• Opdracht 1
Haal alsjeblieft alle regels van de records hieronder ongewijzigd over in je antwoord. Laat de afbeeldingen weg.
--- Tekstfragment ---
In de algemene prijzentabel springen vooral de hoge tarieven voor de goede zitplaatsen bij Bergen in het oog. Terwijl een Bergensupporter voor een abonnement voor een van de best verkrijgbare zitjes liefst 550 euro moet neertellen, krijgt een fan van Brussels een gelijkaardig zitje al voor 150 euro. De prijs bij Bergen ligt zelfs hoger dan die bij topclubs als Anderlecht en Club Brugge.

Ruimte voor prijsverhogingen ?

Sporteconoom Kesenne maakt enkele theoretische kanttekeningen bij het prijsbeleid van voetbalclubs. “Het is belangrijk om het achterliggende doel te kennen als de tarieven bepaald worden”, zegt hij. “Een mogelijkheid is dat de club zoveel mogelijk winst wil maken. Dat is iets dat waarschijnlijk opgaat bij Amerikaanse clubs, maar zeker niet bij onze Belgische clubs. Hier gaat het om een zo groot mogelijk budget bijeen te krijgen om zo de sterkst mogelijke ploeg te kunnen vormen en daarmee zo goed mogelijk te presteren. Dat heet winmaximalisatie en is dus iets anders dan winstmaximalisatie. De keuze voor het ene of het andere heeft implicaties op de optimale ticketprijs. Als die bij winmaximalisatie – los van democratische overwegingen – wordt ingesteld, ligt dat tarief hoger dan bij winstmaximalisatie. Clubs die winmaximalisatie als uitgangspunt nemen, geven meer geld uit aan transfersommen en spelerslonen. Een club die zijn stadion wil vullen, heeft dan weer nog een ander doel en moet zijn ticketprijzen een stuk lager instellen, want je gaat er redelijkerwijs van uit dat goedkopere tickets meer mensen lokken.

“Iets wat daar nauw mee samenhangt – maar moeilijk te meten valt – is de prijselasticiteit. Dat is de gevoeligheid – van in dit geval voetbalsupporters – voor prijsveranderingen. Ligt die laag, dan kun je met een verhoging van de ticketprijs je budget optrekken. Hoewel bepaalde groepen ongetwijfeld wel gevoelig zijn voor prijsstijgingen, lijkt de prijsgevoeligheid van de mensen die naar het stadion trekken, globaal gezien vrij beperkt. Een verklaring daarvoor is dat de totaalprijs van ‘naar het voetbal gaan’ meer omvat dan enkel de ticketprijs ; je moet je verplaatsen, je drinkt wat bier, eet iets …

“Ik wil niet zeggen dat de prijzen te laag zijn, maar je kan je wel afvragen of er geen ruimte is voor de clubs om via een verhoging van de ticketprijs hun budget te verhogen.
--- Gegeven informatie ---
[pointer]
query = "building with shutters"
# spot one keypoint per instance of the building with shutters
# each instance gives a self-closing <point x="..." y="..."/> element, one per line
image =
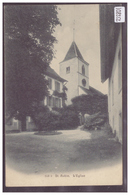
<point x="111" y="65"/>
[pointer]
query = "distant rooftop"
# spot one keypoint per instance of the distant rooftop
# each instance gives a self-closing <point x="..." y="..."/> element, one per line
<point x="74" y="52"/>
<point x="91" y="91"/>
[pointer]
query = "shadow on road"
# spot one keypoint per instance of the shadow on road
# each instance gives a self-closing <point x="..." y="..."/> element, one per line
<point x="36" y="154"/>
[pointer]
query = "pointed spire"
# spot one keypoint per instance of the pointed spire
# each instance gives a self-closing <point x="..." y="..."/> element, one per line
<point x="73" y="52"/>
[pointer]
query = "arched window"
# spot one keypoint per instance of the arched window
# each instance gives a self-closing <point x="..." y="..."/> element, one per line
---
• Opdracht 2
Vat het tekstfragment over ticketprijzen bij voetbalclubs samen in twee zinnen.

• Antwoord 1
[pointer]
query = "building with shutters"
# spot one keypoint per instance of the building with shutters
# each instance gives a self-closing <point x="..." y="..."/> element, one per line
image =
<point x="111" y="65"/>
[pointer]
query = "distant rooftop"
# spot one keypoint per instance of the distant rooftop
# each instance gives a self-closing <point x="..." y="..."/> element, one per line
<point x="74" y="52"/>
<point x="91" y="91"/>
[pointer]
query = "shadow on road"
# spot one keypoint per instance of the shadow on road
# each instance gives a self-closing <point x="..." y="..."/> element, one per line
<point x="36" y="154"/>
[pointer]
query = "pointed spire"
# spot one keypoint per instance of the pointed spire
# each instance gives a self-closing <point x="..." y="..."/> element, one per line
<point x="73" y="52"/>
[pointer]
query = "arched window"
# spot one keypoint per instance of the arched window
# each instance gives a self-closing <point x="..." y="..."/> element, one per line

• Antwoord 2
Bij Bergen kost een abonnement voor een van de beste zitplaatsen 550 euro, veel meer dan de 150 euro voor een gelijkaardig zitje bij Brussels en zelfs meer dan bij Anderlecht en Club Brugge. Sporteconoom Kesenne legt uit dat Belgische clubs aan winmaximalisatie doen, wat tot een hogere optimale ticketprijs leidt dan winstmaximalisatie, en hij vraagt zich af of clubs hun budget niet via hogere ticketprijzen kunnen verhogen, omdat de prijsgevoeligheid van stadionbezoekers vrij beperkt lijkt.